Problem to solve: Print the listing below verbatim, from its first line through the line that contains "401 439 L 398", and nothing more.

Data excerpts:
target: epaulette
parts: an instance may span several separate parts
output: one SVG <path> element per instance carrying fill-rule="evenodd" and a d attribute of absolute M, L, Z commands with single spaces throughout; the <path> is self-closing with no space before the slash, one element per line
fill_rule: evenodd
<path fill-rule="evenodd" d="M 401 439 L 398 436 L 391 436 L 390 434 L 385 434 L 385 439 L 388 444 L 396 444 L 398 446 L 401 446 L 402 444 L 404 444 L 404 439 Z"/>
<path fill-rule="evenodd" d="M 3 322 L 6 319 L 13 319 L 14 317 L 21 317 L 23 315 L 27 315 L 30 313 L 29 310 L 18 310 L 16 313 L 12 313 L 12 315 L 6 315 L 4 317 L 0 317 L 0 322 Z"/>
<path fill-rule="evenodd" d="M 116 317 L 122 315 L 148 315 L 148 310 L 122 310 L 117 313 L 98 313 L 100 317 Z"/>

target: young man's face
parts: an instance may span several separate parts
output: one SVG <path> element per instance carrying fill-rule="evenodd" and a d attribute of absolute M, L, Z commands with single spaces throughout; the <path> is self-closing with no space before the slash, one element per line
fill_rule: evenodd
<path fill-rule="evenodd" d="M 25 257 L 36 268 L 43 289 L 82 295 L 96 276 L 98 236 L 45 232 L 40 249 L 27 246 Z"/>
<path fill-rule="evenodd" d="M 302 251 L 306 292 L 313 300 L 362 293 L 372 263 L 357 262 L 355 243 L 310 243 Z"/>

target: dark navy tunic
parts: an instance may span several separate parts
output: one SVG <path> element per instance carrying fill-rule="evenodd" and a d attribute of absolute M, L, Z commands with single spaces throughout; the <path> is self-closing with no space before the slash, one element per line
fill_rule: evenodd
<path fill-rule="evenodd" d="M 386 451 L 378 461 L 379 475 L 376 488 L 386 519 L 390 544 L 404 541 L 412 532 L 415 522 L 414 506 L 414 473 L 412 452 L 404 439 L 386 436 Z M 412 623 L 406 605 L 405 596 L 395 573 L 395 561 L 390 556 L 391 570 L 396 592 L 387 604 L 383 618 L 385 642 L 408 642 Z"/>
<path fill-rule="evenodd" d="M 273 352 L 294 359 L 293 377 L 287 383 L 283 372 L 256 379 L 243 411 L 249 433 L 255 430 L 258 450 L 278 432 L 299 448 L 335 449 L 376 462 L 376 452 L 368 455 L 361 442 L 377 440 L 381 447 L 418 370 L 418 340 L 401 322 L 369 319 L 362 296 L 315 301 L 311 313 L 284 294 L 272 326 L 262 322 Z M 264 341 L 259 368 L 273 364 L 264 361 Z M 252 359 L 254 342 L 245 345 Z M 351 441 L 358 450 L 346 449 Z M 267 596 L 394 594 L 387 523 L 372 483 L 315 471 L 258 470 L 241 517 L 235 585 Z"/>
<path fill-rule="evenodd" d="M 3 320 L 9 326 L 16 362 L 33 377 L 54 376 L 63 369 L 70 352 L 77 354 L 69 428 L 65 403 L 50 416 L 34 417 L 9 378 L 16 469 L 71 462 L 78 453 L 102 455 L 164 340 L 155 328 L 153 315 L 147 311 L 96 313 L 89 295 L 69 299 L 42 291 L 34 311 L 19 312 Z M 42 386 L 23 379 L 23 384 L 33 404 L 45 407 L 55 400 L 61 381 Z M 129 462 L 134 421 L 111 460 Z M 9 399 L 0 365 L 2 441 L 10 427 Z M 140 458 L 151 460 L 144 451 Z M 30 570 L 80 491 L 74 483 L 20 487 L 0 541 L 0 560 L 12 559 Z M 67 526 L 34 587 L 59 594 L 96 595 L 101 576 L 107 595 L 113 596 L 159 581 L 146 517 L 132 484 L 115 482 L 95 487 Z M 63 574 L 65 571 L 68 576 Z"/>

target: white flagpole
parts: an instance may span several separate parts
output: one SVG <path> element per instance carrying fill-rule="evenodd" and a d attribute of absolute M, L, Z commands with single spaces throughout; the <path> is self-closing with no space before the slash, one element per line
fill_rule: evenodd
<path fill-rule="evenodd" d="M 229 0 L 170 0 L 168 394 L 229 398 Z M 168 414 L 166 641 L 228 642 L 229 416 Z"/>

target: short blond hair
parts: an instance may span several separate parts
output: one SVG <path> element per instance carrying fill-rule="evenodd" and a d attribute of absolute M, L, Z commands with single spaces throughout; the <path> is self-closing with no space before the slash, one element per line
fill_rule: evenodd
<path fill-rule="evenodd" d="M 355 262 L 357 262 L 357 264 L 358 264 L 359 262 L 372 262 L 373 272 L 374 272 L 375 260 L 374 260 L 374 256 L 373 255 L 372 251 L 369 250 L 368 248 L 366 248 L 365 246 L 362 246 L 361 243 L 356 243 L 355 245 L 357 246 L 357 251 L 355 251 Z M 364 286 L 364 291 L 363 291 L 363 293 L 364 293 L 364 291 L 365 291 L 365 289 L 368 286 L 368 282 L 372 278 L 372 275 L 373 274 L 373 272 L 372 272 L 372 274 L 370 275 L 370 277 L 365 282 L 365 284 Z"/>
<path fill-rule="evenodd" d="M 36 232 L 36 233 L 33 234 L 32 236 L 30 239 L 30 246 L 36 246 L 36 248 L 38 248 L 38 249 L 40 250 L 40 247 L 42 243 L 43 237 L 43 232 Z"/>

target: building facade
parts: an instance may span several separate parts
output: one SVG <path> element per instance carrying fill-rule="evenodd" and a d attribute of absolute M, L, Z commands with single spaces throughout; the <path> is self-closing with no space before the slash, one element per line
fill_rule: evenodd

The reply:
target: epaulette
parts: an instance may span several separate parts
output: one SVG <path> element per instance carrying fill-rule="evenodd" and a d attribute of absolute M, L, Z commands with single spaces throughout; the <path> is self-closing with no space before the slash, one element per line
fill_rule: evenodd
<path fill-rule="evenodd" d="M 401 439 L 398 436 L 391 436 L 390 434 L 385 434 L 385 439 L 388 444 L 396 444 L 398 446 L 401 446 L 402 444 L 404 444 L 404 439 Z"/>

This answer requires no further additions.